Text extract:
┄┄┄┄┄┄

LEGISLATIVE FRAMEWORK

  1. Section 838(1) of the Act as enforced in September, October and November 1999 outlines the qualification criteria for Family Allowance. That subsection provides:

    "a person is qualified for family allowance if:
    (a)       the person has at least one FA child; and
    (b)       the person is an inhabitant of Australia;  and

    (c)the person's income for the relevant family allowance period does not exceed the person's income ceiling;

    (d)the value of the person's assets does not exceed $414,500."

Section 6 (1) of the Act provides that the term "FA child" has the meaning given by sections 831 to 836.  Section 831(1) provides that, subject to sections 832 to 836, "each dependent child of a person is also an FA child of that person".  A note to the subsection refers the reader to sections 5 (2) to 5 (9) for a definition of "dependent child".

  1. Section 5(2) states:

    "Subject to subsections (3) and (6) to (8) a young person who has not turned 16 is a dependant child of another person (in this subsection called the 'adult') if:

    (a)the adult is legally responsible (whether alone or jointly with another person) for the day-to-day care, welfare and development of the young person, and the young person is in the adult's care;  or

    (b)the young person:

    (i)is not a dependent child of someone else under paragraph (a);  and

    (ii)is wholly or substantially in the adult's care."

Consequently, qualification for family allowance is contingent upon the adult claimant having either legal responsibility for the day to day care, welfare and development of the young person in their care, or having the child in their care where there is no adult without legal responsibility. 

  1. In the event that two people are qualified, section 869(1) allows the Secretary to make a declaration "dividing"  the amount of family allowance payable between those people:

    "If the Secretary is satisfied that 2 people who are not members of the same couple are each qualified for family allowance for the same child, the Secretary is to make a declaration: 

    (a)stating that the Secretary is satisfied that the 2 people are each qualified for family allowance for the child;  and

    (b) specifying the share of the family allowance for the child that each of the 2 people is to receive."

  1. In 1994 and 1995 various Orders were made in respect of Mr. and Ms. Rytir's children under the Family Law Act 1975.  These Orders are as set out in paragraphs 8 and 9.  On 11 June 1996, that Act underwent significant amendment as a result of the commencement of the Family Law Reform Act 1995 (the Reform Act). As a result of these amendments on or after 11 June 1996, the custody and guardianship Orders in respect of Nicole and Adrian became Residence Orders, Specific Issues Orders and Contact Orders subject to the new legislative regime. These Orders are known as Parenting Orders; section 64B Family Law Act 1975. The respondent contends and the Tribunal is satisfied that after 11 June 1996 (and therefore, at the time Mr. Rytir lodged his claim for family allowance) Ms. Rytir no longer had a custody Order but a Residence Order in her favour.  Similarly, Mr. Rytir had a Contact Order after that date.

┄┄┄┄┄┄

Saved data entries:

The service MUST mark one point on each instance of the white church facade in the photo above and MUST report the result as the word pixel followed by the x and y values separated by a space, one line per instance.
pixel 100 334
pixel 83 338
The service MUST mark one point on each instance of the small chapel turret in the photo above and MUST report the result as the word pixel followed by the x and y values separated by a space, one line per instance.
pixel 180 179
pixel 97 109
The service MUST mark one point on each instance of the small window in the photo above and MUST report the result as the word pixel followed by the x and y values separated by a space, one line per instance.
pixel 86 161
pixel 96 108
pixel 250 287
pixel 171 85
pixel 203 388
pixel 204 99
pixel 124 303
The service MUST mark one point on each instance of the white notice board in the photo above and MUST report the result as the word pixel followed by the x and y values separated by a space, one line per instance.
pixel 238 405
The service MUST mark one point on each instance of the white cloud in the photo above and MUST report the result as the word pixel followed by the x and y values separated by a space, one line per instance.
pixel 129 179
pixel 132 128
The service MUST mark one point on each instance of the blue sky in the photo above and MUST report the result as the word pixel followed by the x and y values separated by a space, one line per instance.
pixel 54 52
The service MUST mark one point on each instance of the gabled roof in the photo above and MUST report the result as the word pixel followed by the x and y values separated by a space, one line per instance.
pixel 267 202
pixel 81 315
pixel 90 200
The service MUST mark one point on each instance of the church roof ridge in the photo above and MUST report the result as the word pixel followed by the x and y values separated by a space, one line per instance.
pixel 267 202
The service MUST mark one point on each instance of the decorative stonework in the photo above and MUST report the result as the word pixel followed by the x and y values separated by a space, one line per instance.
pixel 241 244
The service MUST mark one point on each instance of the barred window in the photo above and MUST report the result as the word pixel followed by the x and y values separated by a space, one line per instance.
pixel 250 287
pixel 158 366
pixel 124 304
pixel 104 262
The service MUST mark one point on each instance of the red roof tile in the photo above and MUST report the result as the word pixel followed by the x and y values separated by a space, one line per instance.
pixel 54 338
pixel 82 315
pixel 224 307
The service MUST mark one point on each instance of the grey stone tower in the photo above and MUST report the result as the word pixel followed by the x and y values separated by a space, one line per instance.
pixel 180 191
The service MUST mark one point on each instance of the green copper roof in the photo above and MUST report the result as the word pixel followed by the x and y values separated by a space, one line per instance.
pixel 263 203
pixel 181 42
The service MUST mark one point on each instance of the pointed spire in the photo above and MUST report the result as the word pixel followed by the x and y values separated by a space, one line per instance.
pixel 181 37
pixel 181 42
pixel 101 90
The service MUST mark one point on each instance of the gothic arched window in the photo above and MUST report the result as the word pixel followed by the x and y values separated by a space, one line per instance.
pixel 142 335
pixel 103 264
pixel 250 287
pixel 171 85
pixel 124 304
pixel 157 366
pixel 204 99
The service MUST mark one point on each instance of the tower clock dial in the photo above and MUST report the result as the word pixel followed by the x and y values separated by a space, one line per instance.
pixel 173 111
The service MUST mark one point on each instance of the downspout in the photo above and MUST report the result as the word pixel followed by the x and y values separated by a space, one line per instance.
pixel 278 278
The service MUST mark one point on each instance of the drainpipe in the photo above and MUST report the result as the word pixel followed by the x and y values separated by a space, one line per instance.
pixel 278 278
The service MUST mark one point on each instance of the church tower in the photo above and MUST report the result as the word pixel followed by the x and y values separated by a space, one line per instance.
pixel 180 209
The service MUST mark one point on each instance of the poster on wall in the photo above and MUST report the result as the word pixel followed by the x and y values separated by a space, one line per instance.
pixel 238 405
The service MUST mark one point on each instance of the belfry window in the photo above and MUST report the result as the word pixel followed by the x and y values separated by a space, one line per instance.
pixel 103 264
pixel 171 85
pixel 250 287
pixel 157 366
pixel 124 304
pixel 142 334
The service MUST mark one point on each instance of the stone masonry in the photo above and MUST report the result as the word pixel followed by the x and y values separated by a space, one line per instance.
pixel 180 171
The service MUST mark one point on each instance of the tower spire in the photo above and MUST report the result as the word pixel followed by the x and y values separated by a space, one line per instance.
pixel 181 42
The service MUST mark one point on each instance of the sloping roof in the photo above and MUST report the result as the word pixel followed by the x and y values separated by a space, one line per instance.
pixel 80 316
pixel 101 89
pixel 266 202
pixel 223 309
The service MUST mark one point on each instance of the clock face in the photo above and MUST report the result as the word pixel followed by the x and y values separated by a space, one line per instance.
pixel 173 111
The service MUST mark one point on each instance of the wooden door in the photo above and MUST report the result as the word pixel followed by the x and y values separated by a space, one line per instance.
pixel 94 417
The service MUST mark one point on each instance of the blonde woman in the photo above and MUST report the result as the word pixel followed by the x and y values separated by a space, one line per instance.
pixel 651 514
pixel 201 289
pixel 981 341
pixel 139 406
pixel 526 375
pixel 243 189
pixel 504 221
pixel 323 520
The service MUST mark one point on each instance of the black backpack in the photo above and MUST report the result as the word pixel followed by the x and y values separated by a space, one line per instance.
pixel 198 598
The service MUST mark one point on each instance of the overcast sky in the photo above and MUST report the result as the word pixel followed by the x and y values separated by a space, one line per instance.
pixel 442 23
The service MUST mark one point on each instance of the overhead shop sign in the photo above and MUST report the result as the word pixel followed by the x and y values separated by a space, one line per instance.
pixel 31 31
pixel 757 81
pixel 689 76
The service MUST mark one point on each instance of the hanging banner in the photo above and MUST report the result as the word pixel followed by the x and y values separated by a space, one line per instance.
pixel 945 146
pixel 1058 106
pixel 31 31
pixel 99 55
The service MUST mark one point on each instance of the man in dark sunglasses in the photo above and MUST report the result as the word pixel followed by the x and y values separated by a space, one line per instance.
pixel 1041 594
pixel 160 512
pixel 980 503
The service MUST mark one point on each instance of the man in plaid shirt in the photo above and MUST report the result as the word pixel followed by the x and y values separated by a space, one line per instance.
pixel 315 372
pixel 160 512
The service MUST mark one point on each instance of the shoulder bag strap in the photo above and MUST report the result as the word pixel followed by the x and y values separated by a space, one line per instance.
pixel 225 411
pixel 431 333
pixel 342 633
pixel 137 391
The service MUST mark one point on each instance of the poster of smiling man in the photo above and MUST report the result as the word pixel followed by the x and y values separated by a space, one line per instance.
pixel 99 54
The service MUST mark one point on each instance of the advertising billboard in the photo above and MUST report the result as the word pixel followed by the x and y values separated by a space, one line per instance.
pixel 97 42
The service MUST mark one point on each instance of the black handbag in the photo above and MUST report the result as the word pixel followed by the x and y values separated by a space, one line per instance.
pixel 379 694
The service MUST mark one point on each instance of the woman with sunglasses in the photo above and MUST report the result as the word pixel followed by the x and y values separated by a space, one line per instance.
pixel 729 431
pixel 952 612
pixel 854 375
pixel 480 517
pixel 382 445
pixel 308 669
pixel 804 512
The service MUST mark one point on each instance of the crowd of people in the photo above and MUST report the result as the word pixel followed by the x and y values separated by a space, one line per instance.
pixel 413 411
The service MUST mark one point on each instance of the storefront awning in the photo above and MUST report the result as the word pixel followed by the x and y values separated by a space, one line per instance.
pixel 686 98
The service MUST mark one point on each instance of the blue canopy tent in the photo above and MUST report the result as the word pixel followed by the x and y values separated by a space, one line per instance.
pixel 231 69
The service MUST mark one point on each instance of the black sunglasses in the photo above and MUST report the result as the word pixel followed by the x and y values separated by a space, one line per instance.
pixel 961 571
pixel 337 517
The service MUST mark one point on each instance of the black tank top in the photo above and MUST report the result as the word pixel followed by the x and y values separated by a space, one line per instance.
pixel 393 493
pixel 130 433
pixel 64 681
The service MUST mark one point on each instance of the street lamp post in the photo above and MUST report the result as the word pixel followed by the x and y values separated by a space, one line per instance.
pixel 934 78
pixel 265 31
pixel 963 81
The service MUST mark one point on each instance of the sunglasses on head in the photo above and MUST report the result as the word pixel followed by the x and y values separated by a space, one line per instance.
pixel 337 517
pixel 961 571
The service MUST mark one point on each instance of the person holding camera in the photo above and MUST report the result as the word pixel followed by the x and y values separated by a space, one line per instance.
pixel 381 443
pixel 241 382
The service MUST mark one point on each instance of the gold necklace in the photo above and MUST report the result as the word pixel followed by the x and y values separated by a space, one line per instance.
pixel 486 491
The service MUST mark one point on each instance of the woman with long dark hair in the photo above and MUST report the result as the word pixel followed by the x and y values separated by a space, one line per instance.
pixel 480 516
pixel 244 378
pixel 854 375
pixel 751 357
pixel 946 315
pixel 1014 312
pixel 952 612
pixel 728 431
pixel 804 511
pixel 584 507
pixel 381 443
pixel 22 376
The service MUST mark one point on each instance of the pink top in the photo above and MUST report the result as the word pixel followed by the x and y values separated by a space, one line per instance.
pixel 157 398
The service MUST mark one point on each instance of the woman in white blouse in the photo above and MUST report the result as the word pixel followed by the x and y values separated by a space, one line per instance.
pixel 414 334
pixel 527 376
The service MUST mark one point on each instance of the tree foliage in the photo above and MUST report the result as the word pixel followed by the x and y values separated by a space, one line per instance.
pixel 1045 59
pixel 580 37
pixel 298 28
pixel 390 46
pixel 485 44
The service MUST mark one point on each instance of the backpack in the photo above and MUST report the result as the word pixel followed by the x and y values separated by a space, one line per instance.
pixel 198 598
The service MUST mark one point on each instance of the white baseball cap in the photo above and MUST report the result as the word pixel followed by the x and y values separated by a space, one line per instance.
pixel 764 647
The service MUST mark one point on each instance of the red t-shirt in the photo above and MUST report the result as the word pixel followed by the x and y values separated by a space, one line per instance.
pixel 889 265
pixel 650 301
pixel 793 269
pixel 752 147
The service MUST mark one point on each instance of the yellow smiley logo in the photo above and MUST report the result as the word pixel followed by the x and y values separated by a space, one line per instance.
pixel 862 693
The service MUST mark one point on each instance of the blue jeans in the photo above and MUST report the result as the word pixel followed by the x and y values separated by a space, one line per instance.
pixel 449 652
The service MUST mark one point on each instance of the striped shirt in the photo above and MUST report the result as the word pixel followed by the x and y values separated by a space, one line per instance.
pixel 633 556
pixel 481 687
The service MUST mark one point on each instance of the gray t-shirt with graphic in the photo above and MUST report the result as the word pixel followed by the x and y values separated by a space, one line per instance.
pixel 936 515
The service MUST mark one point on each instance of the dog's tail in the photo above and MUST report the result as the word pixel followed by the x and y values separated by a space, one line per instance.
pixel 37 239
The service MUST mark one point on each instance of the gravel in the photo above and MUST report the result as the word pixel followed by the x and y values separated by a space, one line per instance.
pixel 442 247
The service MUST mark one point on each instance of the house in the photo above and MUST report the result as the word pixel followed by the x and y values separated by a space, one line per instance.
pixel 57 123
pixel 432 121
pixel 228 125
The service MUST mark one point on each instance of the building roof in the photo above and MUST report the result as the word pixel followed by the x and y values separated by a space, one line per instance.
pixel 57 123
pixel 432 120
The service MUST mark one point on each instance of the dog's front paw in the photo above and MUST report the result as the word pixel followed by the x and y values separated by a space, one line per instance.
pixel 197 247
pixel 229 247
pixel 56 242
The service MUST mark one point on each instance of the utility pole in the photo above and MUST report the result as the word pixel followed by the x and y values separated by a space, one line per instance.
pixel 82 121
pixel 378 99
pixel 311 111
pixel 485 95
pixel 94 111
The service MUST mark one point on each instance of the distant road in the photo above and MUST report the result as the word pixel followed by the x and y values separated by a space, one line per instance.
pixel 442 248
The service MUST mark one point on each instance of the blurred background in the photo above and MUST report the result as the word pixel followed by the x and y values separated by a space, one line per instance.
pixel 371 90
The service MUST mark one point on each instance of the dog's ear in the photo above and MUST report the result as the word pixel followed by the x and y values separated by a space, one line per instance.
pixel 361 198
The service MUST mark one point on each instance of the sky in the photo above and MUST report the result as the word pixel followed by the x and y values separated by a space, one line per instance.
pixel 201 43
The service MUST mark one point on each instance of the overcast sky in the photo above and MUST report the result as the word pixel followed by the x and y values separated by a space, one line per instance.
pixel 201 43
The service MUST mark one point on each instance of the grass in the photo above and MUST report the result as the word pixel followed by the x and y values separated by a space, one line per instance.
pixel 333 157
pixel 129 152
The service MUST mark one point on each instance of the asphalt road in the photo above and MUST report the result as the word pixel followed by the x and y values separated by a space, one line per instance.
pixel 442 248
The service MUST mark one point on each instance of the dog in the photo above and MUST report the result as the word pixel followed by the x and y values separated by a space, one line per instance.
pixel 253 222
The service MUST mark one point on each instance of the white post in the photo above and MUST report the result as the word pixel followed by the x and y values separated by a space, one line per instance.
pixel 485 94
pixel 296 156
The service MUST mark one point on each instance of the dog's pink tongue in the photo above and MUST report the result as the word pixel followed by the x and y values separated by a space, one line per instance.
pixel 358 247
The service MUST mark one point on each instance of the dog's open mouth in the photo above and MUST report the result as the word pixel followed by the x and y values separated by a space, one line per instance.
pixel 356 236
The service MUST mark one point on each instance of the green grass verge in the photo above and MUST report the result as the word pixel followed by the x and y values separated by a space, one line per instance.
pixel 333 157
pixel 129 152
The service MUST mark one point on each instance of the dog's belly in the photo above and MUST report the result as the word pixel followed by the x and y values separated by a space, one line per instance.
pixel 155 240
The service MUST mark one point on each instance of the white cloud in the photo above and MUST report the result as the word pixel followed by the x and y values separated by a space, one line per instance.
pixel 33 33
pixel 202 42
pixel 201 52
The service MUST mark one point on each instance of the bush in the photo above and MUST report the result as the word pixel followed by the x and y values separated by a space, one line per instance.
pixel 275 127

┄┄┄┄┄┄

The tasks:
A. In the legislative framework text, what is the maximum value a person's assets may have for that person to qualify for family allowance?
B. Rewrite the saved data entries from the line with "the white baseball" up to and including the line with "pixel 752 147" as a Markdown table with the columns Row and Line. Give each line a row number and leave out blank lines.

Expected outputs:
A. $414,500

B.
| Row | Line |
|---|---|
| 1 | The service MUST mark one point on each instance of the white baseball cap in the photo above and MUST report the result as the word pixel followed by the x and y values separated by a space, one line per instance. |
| 2 | pixel 764 647 |
| 3 | The service MUST mark one point on each instance of the red t-shirt in the photo above and MUST report the result as the word pixel followed by the x and y values separated by a space, one line per instance. |
| 4 | pixel 889 265 |
| 5 | pixel 650 301 |
| 6 | pixel 793 269 |
| 7 | pixel 752 147 |